WORK TO BE COMPLETED: Return all of the entries exactly as written.

** Opening RECORDS TO PROCESS block **

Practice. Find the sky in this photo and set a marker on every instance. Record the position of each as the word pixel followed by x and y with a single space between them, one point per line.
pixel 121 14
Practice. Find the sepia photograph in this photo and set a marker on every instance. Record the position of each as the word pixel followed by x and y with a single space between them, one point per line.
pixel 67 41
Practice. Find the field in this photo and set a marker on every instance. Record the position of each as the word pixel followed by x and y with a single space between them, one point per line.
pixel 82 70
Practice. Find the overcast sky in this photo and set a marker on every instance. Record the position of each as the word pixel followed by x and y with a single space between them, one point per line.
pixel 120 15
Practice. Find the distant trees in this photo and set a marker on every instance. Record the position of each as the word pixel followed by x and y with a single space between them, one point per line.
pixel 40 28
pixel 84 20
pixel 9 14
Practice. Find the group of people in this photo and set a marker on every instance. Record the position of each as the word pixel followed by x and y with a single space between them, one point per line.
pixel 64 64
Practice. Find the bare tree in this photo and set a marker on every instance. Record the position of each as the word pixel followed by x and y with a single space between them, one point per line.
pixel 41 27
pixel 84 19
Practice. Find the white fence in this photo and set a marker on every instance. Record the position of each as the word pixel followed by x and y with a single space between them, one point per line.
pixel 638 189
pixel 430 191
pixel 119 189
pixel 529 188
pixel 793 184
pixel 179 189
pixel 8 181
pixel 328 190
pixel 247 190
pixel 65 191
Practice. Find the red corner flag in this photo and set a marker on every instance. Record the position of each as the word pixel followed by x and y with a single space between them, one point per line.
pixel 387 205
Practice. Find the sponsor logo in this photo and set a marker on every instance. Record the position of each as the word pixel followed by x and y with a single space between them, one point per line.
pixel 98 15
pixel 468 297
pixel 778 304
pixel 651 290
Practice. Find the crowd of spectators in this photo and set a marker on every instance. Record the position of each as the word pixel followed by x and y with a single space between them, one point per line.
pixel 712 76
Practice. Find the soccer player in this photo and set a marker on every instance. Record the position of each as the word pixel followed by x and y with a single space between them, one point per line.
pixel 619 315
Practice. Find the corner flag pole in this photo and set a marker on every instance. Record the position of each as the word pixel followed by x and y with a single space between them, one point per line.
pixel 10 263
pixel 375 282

** Closing RECORDS TO PROCESS block **

EXERCISE SOLUTION:
Practice. Find the sky in this photo and set a marker on every instance. Record the position of each as the word pixel followed by x and y with a single space between them, one point per line.
pixel 121 14
Practice. Find the sepia photograph in this photo and set a marker on every instance. Record the position of each as the word pixel followed by x and y with a single space between them, one point per line.
pixel 67 41
Practice. Find the field in this photo and set a marker on every instance. Record the position of each as the word pixel followed by x and y with a single space between them, one point per line.
pixel 82 70
Practice. Find the overcast sky in this photo and set a marker on every instance. Record the position of each as the word pixel followed by x and y with a single space between them, one point per line.
pixel 120 15
Practice. Find the distant trees in this photo and set a marker on every instance. Record the position of each as the word pixel followed by x and y with a single space between them, one point per line.
pixel 40 28
pixel 84 20
pixel 9 14
Practice. Find the group of people in this photo and set a marker on every instance. Record the position of each as the word pixel followed by x and y with a single space between them, one point per line.
pixel 64 64
Practice. Find the bare tree in this photo and set a marker on every instance. Record the position of each as the word pixel followed by x and y with a single space between them, one point per line.
pixel 41 27
pixel 84 19
Practice. Find the white fence in this photo and set a marker on every instance. Record the position of each as the word pixel followed by x and y with a single space between them, one point per line.
pixel 638 189
pixel 430 191
pixel 119 189
pixel 529 188
pixel 793 184
pixel 179 189
pixel 8 181
pixel 328 190
pixel 247 190
pixel 65 191
Practice. Find the red corner flag in this photo and set a marker on every instance. Record the position of each as the word pixel followed by x and y with a single space between them, one point per line.
pixel 387 205
Practice. Find the sponsor logo in this photo and set a marker on every instance. Record the position of each as the word pixel followed by x and y with a single space between them, one point per line.
pixel 98 15
pixel 468 297
pixel 778 304
pixel 651 290
Practice. Find the crowd of spectators in this photo and set a marker on every instance. Record the position of each as the word pixel followed by x and y with a single space between them, one point per line.
pixel 712 76
Practice. Find the soccer player in this photo and set a marker on every instance. Record the position of each as the word pixel followed by x and y with a single space between them, one point per line.
pixel 619 315
Practice. Find the corner flag pole in this photo and set a marker on every instance. Record the position of each as the word pixel followed by x and y with a single space between them, one point per line.
pixel 10 263
pixel 375 282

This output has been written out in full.